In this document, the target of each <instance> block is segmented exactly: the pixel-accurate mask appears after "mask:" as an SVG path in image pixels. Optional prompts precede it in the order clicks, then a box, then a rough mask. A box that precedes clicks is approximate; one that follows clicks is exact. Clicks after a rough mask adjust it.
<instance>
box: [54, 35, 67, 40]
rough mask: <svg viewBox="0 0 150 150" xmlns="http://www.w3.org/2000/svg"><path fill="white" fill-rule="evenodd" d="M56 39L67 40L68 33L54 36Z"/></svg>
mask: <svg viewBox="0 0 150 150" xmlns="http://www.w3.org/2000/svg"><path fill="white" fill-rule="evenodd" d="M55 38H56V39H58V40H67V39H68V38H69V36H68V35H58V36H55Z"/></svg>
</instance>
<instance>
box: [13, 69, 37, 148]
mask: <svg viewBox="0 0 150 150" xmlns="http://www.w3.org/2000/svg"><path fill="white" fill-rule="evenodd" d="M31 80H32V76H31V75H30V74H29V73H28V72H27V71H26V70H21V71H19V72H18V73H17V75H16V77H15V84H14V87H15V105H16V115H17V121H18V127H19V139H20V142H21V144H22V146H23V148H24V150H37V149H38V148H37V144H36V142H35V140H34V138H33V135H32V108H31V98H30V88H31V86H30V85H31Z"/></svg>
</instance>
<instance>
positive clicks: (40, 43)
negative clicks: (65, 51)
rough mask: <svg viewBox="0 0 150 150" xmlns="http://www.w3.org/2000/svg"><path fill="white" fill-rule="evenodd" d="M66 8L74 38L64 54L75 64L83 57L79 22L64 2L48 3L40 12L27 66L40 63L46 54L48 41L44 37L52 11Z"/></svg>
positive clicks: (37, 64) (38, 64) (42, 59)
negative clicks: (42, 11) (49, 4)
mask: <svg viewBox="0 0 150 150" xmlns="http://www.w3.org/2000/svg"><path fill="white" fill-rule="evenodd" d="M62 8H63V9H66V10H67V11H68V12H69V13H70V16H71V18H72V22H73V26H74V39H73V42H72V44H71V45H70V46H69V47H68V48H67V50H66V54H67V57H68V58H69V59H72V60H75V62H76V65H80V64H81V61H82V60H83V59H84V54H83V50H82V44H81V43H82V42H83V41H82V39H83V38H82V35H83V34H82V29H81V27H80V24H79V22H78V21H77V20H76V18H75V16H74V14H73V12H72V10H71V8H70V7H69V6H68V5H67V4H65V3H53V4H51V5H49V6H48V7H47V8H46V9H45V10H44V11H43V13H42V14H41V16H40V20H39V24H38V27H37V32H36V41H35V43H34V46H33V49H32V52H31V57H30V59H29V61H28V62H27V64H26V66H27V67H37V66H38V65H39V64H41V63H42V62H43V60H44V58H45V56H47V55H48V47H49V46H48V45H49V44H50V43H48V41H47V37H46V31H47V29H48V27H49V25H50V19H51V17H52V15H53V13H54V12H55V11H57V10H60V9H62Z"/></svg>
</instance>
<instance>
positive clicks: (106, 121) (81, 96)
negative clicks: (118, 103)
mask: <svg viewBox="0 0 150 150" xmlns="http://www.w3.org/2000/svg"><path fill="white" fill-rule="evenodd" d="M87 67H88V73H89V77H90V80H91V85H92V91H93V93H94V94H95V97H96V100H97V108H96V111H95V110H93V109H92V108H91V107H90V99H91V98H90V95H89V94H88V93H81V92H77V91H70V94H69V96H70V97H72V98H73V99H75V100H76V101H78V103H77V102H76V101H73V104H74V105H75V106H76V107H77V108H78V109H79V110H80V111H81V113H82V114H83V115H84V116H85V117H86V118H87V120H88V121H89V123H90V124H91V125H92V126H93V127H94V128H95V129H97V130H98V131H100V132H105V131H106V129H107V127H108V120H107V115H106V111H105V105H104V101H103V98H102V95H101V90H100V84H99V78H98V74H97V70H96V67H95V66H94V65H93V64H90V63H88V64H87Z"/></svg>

-.-.-

◆ **Exercise requirements**
Look through the data above and report every line in which "positive" appears.

◆ **Task result**
positive clicks: (40, 43)
positive clicks: (37, 64) (38, 64) (42, 59)
positive clicks: (106, 121) (81, 96)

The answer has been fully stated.